-- start Given entries --

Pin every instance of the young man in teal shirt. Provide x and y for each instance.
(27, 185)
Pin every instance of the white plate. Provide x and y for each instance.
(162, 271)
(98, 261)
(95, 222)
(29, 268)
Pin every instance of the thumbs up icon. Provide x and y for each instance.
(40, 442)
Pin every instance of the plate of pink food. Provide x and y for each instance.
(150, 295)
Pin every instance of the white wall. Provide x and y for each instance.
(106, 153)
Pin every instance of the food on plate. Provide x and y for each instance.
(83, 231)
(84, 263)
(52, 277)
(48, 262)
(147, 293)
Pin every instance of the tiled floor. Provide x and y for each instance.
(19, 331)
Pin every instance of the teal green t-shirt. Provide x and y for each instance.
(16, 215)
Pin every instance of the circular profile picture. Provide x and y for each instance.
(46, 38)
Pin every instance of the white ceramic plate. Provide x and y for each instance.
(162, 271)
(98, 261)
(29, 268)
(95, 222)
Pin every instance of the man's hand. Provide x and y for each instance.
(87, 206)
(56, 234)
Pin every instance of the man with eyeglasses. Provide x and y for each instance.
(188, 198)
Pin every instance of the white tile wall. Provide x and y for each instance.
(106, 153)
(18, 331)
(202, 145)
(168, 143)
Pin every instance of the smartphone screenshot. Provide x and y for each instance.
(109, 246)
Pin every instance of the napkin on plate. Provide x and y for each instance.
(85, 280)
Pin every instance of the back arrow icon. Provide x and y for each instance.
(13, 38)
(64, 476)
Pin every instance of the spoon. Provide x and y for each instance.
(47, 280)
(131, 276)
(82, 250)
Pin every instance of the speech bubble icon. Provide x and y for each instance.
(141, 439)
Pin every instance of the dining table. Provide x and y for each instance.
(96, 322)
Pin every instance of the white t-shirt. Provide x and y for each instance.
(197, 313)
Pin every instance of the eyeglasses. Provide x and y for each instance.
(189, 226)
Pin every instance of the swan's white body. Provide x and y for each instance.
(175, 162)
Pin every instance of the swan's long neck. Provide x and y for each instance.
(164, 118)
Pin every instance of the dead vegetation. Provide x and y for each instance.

-- end Given entries --

Objective:
Rewrite every line of the listing above as a numbered list, skipping any blank lines.

Response to this task:
1. Pin every instance of the young man in teal shirt. Provide x and y for each instance.
2. (27, 185)
3. Pin every instance of the white plate. Provide x and y for each instance.
4. (162, 271)
5. (98, 261)
6. (95, 222)
7. (29, 268)
8. Pin every instance of the thumbs up icon. Provide x and y for each instance.
9. (40, 442)
10. Pin every instance of the plate of pink food. Provide x and y for each instance.
11. (150, 295)
12. Pin every instance of the white wall. Provide x and y for each instance.
13. (106, 153)
14. Pin every instance of the food on plate. Provide x and y for each instance.
15. (83, 231)
16. (84, 263)
17. (52, 277)
18. (48, 262)
19. (147, 293)
20. Pin every instance of the tiled floor. Provide x and y for each instance.
21. (19, 331)
22. Pin every instance of the teal green t-shirt. Provide x and y for each instance.
23. (16, 215)
24. Pin every instance of the circular profile picture. Provide x and y for each instance.
25. (46, 38)
26. Pin every instance of the white ceramic plate. Provide x and y for each instance.
27. (162, 271)
28. (98, 261)
29. (29, 268)
30. (95, 222)
31. Pin every instance of the man's hand. Provide x and y for each instance.
32. (87, 206)
33. (56, 234)
34. Pin every instance of the man with eyeglasses. Provide x and y for each instance.
35. (188, 198)
36. Pin every instance of the white tile wall. Provide x and y for each instance.
37. (106, 153)
38. (18, 331)
39. (202, 145)
40. (168, 143)
41. Pin every instance of the smartphone screenshot. Provide x and y for each instance.
42. (109, 246)
43. Pin every instance of the napkin on plate. Provide x and y for each instance.
44. (85, 280)
45. Pin every instance of the back arrow icon. Provide x and y for each instance.
46. (13, 38)
47. (64, 476)
48. Pin every instance of the spoon. Provide x and y for each instance.
49. (47, 280)
50. (131, 276)
51. (82, 250)
52. Pin every instance of the speech bubble icon. Provide x and y for each instance.
53. (141, 439)
54. Pin every instance of the dining table. Provide x and y for each instance.
55. (96, 322)
56. Pin every instance of the white t-shirt. Provide x and y for each instance.
57. (197, 313)
58. Pin every instance of the eyeglasses. Provide x and y for each instance.
59. (189, 226)
60. Pin every instance of the swan's white body. Provide x and y for each instance.
61. (175, 162)
62. Pin every instance of the swan's long neck. Provide x and y for each instance.
63. (164, 118)
64. Pin every instance of the dead vegetation. Provide x and y for each instance.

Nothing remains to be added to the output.